_Exercise instructions_
Please write out the rows below again, substituting "football" for each "soccer ball" and leaving everything else unchanged. Omit the pictures.

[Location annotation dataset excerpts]
* Begin *

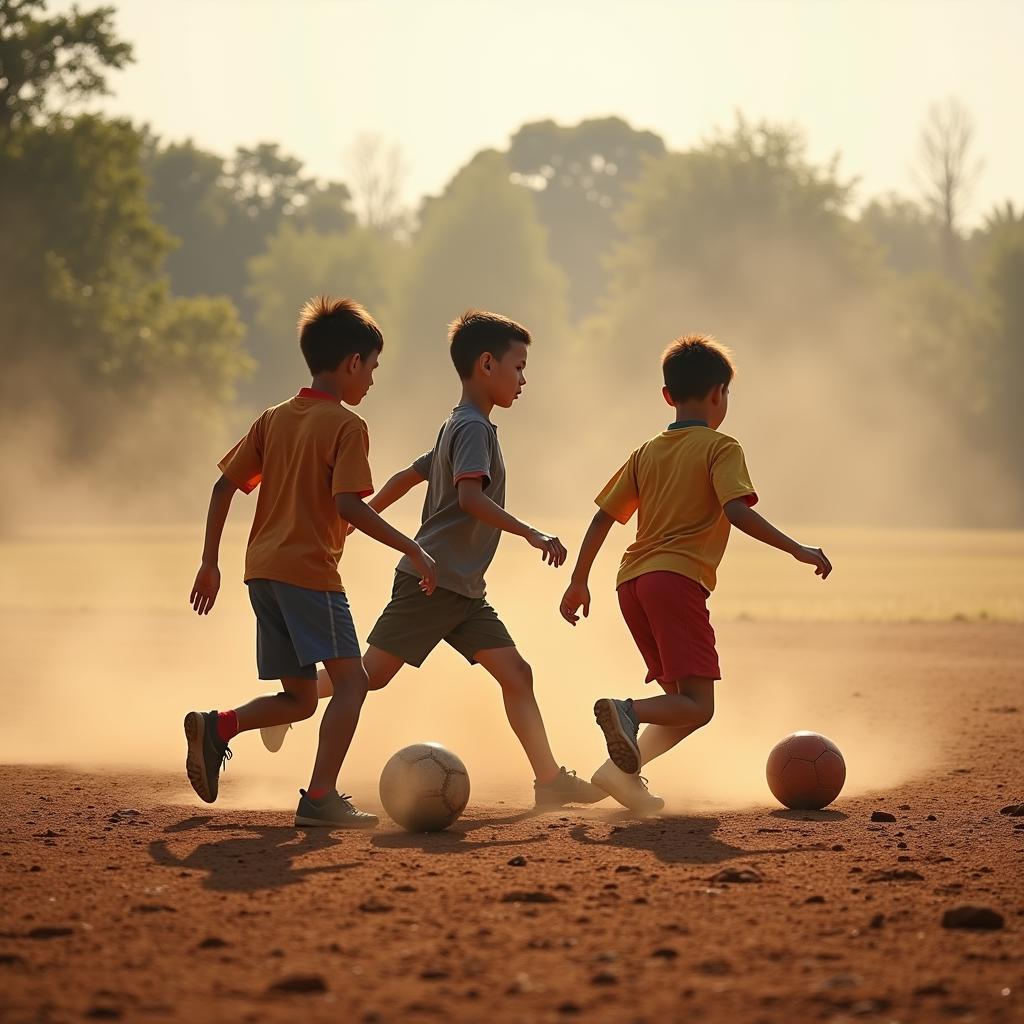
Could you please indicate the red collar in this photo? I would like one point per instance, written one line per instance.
(311, 392)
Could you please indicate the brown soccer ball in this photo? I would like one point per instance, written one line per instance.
(805, 771)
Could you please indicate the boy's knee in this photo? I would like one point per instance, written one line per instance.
(520, 680)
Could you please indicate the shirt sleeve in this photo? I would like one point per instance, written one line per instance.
(423, 463)
(351, 463)
(244, 464)
(471, 453)
(621, 496)
(729, 475)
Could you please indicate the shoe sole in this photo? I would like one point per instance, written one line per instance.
(195, 726)
(273, 731)
(653, 805)
(622, 749)
(303, 822)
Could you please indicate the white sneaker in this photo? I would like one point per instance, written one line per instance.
(630, 791)
(273, 736)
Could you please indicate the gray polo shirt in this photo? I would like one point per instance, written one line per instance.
(461, 544)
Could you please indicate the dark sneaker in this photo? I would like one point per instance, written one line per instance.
(334, 811)
(565, 788)
(620, 727)
(630, 791)
(207, 754)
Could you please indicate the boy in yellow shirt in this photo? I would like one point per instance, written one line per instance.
(688, 484)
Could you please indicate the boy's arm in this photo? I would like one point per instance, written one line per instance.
(477, 504)
(396, 487)
(753, 524)
(354, 510)
(578, 592)
(208, 579)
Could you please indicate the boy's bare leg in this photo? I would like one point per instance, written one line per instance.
(516, 680)
(296, 702)
(338, 725)
(381, 669)
(690, 708)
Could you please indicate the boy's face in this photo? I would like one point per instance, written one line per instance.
(505, 377)
(357, 378)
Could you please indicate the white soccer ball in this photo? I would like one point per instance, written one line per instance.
(424, 787)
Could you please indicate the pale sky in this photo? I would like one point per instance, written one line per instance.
(444, 78)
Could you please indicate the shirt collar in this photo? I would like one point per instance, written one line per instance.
(311, 392)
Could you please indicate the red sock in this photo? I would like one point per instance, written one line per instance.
(227, 725)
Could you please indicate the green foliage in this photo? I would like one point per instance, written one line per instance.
(480, 245)
(46, 62)
(580, 177)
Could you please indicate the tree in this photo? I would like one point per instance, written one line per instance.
(48, 62)
(377, 172)
(949, 172)
(580, 176)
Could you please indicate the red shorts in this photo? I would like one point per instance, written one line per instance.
(668, 615)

* End *

_Full output_
Could you please indicate the red collar in this photo? I would like one point per instance, written one line per instance.
(311, 392)
Could you please indicate the brown football in this photo? I would like one point per instance, written one line per instance.
(805, 771)
Could you please indicate the boy's knee in this photo? I would like one point per instance, written one line per instance.
(520, 680)
Could you please indicate the shirt sleeve in this photo? I would like one point per instance, written one line per instance.
(423, 463)
(351, 463)
(244, 464)
(471, 453)
(621, 496)
(729, 475)
Could you please indicate the shoe sole in this photo? I would like one point per instance, written one line per instance.
(195, 726)
(273, 731)
(653, 805)
(622, 749)
(303, 822)
Could you please indicate the white sneaker in this photo? I would like one point per instance, written one line per instance.
(630, 791)
(273, 736)
Could you please indicate the gray polo shirt in this photo? I would like one point per instance, written one line per instance.
(461, 544)
Could you please indicate the dark sneaker in this photo? I would like one point per instance, written one line per instance.
(334, 811)
(565, 788)
(620, 727)
(630, 791)
(207, 754)
Could you please indicate the boy in yellow shirt in this photo? I would like one point per instance, written one line per instance.
(688, 484)
Could you please indicate the boy's arm in this photo? I would like one point per instance, written one line per instance.
(477, 504)
(396, 487)
(753, 524)
(354, 510)
(578, 592)
(208, 579)
Could you please indicate the boy's bare leg in this photo? I would like one point per instance, written one line per instance.
(516, 680)
(296, 702)
(338, 725)
(381, 669)
(690, 708)
Could you please indicate the boy's face in this photo? I would like one point per instance, written one line per instance.
(505, 377)
(357, 378)
Could you please indicate the white football in this photo? I would like one point per instance, written one line per instance.
(424, 787)
Could you please indicate the pale sky in this photo? I would like one point per instance, written one line per instance.
(444, 78)
Could you please indicate the shirt collar in this photo? I would like one point per instance, written one line per instance.
(311, 392)
Could you please indicate the red sock in this photo? I would like one point per instance, written one line per instance.
(227, 725)
Could you please indicate the green foliage in this photo? I would like one point per instance, written one line per instance.
(480, 245)
(46, 62)
(580, 177)
Could you please indicate the tree in this photo? I would like one point per instance, written one line per instance.
(48, 62)
(377, 172)
(949, 172)
(580, 176)
Could you please indicate the red shorts in this photo? I would like one point per instance, written one line per instance.
(668, 615)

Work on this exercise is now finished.